*** Opening READING PASSAGE ***

Tell me what role spontaneity has in your work, if any.
My work has always been too calculated for its own good. Only in the past year have I been able to fight off the false need to control the media instead of letting the media speak for itself. It depends on if the media needs to speak for itself to begin with – which varies by piece. It’s a symptom of being a new painter, and that balance will take me some time to discover. To know why something should be painted instead of drawn or sculpted or whatever else is important but takes some time to resolve. The first issue to flesh out is whether an idea should be implemented at all. That doesn’t sound spontaneous, but there’s the spontaneity that births the realization of an idea, and there’s the spontaneity that carries a well-established concept through its fruition.
Which artists do you admire most and why?

*** Closing READING PASSAGE ***
*** Opening STUDY MATERIAL ***

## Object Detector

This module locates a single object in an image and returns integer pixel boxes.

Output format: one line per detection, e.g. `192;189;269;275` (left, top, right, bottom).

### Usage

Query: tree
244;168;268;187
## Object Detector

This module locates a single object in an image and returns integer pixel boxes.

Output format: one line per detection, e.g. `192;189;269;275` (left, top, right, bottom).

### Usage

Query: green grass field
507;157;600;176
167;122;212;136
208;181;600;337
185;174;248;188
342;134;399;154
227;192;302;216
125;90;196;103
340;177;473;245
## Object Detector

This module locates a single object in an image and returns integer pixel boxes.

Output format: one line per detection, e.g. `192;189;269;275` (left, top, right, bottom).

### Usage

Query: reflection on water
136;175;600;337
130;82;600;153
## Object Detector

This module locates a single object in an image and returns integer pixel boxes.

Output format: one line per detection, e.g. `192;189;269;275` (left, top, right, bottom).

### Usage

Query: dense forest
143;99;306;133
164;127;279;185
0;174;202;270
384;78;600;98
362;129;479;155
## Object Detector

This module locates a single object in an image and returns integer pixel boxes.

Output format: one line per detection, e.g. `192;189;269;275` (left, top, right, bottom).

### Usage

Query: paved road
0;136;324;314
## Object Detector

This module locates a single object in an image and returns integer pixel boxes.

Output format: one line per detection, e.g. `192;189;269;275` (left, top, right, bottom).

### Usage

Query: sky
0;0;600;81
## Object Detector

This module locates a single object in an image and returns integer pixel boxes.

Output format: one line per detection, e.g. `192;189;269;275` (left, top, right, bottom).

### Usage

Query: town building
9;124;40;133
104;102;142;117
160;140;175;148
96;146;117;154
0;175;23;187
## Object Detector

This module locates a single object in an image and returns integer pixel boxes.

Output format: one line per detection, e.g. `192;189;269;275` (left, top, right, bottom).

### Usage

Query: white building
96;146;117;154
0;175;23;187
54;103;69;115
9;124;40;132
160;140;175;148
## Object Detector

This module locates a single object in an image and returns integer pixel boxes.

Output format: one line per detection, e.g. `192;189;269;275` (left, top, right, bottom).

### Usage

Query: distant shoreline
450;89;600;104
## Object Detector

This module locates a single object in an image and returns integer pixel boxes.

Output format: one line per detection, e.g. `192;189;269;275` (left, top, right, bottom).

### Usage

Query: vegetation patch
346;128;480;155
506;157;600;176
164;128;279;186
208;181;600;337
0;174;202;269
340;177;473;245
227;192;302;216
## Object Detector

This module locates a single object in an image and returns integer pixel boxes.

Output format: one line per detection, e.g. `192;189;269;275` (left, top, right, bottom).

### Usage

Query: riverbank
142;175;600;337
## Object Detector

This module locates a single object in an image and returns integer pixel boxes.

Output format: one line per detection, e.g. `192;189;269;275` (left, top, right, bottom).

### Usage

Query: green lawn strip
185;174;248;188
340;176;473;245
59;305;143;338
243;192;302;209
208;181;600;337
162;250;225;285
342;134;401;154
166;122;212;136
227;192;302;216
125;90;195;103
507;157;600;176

*** Closing STUDY MATERIAL ***
*** Opening STUDY MATERIAL ***

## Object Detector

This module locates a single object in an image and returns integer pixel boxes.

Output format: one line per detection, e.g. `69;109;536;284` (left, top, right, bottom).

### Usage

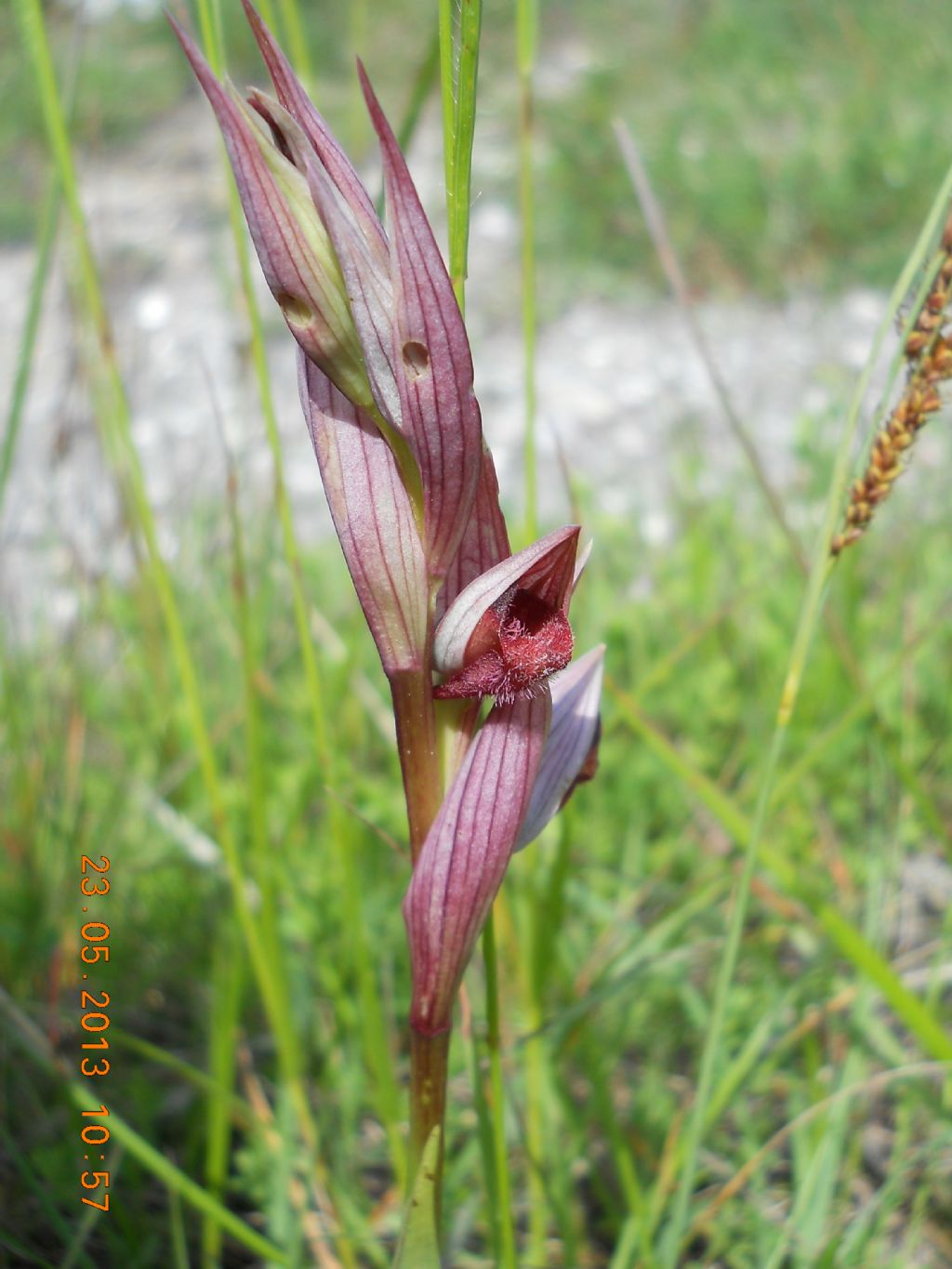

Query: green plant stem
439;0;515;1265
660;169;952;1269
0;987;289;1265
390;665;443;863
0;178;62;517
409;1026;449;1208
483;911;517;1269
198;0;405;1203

*** Closing STUDY MATERIAL ***
*** Opening STUDY MATERIAL ***

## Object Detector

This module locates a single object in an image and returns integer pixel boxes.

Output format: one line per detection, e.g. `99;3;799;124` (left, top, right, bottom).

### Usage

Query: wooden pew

*** Closing STUDY MATERIAL ***

◆ EXPLORE THE MATERIAL:
#1 From the interview about spontaneity in art, list each way of making a piece that the speaker names as an alternative to the others when deciding how an idea should be realized.
#2 Carry on the interview about spontaneity in art from the point where it stops.

◆ TASK-BY-TASK ANSWERS:
#1 painted, drawn, sculpted

#2
The Constructivists, the Bauhaus, anywhere there is a merger of art and design. Artists who have multi-facted formal training and admonish process in their own work. As selective as I am, I have deep admiration for artists who successfully address the human figure in their work. Winston Chmielinski, Nicola Samorì, Arshile Gorky, Sally Mann, Kris Knight, Max Klinger, Marlene Dumas, Jenny Morgan, Vilhelm Hammershøi, Irving Penn, Alexander Tinei, too many to mention here – I think figurative art is the most challenging work to create as an artist. Not because it’s technically difficult, but because most figurative work is pointless. It’s hard enough for me to cope with art being such a selfish thing without drawing myself or another person in my work. I started cataloging some of what I find influential in figurative art at obscurantisme.tumblr.com. Not all of the pieces I post there are things I love, but all of the pieces I choose have a certain level of confrontation in them, they all avoid the consumable emotional archetypes so much figurative work is meant to fall into, especially lately.
Your work seems like it could very easily translate into textiles for various items; pillows, clothing, curtains, et cetera. Do you think that’s something you’d be interested in developing?
I’ve never licensed my work for these types of production, but wouldn’t say no to the right collaboration. I have no interest in setting out to produce textiles or other utilitarian implementations on my own. 2014 might be more about producing editions of my work, but I’ve been saying that since 2012. I need to connect with the right person to get this done – if you’re a printer and reading this, feel free to get in touch.
What does the term “struggling artist” mean to you? Do you think artists need to struggle in order to succeed?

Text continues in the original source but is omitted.